▸ **提示された文章**
#####

第7章 警察活動の支え 

6 研究機関の活動

(1)警察政策研究センター

警察大学校に置かれている警察政策研究センターは、様々な治安上の課題に関する調査研究を進め、政策提言を行うとともに、警察と国内外の研究者等との交流の拠点として活動している。

① フォーラムの開催

関係機関・団体等と連携し、国内外の研究者・実務家を交えて社会安全等に関するフォーラム等を開催している。

 
フォーラムの開催

フォーラムの開催

 
図表7-17 フォーラムの開催状況(平成25年度)
図表7-17 フォーラムの開催状況(平成25年度)

#####

▸ **課題の要件**
1. 研究機関の活動に関する本文を、二文で要約してください。
2. 研究機関の活動に関する本文に基づき、次の問いに答えてください。
(a) 警察政策研究センターはどこに置かれているか。
(b) 開催されているフォーラム等は、何に関するものか。
(c) 図表7-17は、どの年度のフォーラムの開催状況を示しているか。
3. 研究機関の活動に関する本文の末尾に続く部分を書き足してください。
ここに続く項目は、研究機関の活動に関する本文とは関係がありません。

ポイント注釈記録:
#####

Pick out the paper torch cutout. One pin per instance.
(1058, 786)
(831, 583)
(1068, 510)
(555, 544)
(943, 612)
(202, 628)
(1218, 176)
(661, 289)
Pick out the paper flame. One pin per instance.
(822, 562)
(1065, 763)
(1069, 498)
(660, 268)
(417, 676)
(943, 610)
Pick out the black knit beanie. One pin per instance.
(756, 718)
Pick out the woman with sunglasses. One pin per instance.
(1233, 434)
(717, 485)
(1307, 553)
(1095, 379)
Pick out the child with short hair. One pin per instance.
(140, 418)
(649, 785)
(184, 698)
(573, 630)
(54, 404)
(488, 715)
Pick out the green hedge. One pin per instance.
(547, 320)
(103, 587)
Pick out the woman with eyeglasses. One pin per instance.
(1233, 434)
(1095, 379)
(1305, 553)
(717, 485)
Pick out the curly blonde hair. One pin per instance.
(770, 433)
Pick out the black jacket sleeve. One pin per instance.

#####

▸ **課題別の回答**
1. 警察大学校に置かれている警察政策研究センターは、様々な治安上の課題に関する調査研究を進めて政策提言を行い、警察と国内外の研究者等との交流の拠点として活動している。同センターは関係機関・団体等と連携し、国内外の研究者・実務家を交えて社会安全等に関するフォーラム等を開催している。

2.
(a) 警察大学校
(b) 社会安全等
(c) 平成25年度

3.
注:118頁参照

② 大学関係者との共同研究活動の推進

大学関係者と共同して研究活動を行っている。最近の研究活動として、慶應義塾大学大学院法学研究科との間で、近年の情報通信技術の発達に伴い国民の自由と安全をいかにバランスよく保障していくかについて共同研究を行っているほか、警察政策学会における共同研究活動に参画した。

事例①

今後の我が国における犯罪対策の在り方について議論するために設置された、警察政策学会犯罪予防法制部会「これからの安全・安心研究会」での多様な専門分野の有識者による議論に参加・協力し、その成果が「「これからの安全・安心」のための犯罪対策に関する提言」として取りまとめられた。

③ 大学・大学院における講義の実施

警察政策に関する研究の発展及び普及のため、東京大学公共政策大学院、一橋大学国際・公共政策大学院、早稲田大学法科大学院、中央大学法科大学院、首都大学東京都市教養学部、法政大学法学部等に職員を講師として派遣している。

 
大学・大学院講義(中央大)

大学・大学院講義(中央大)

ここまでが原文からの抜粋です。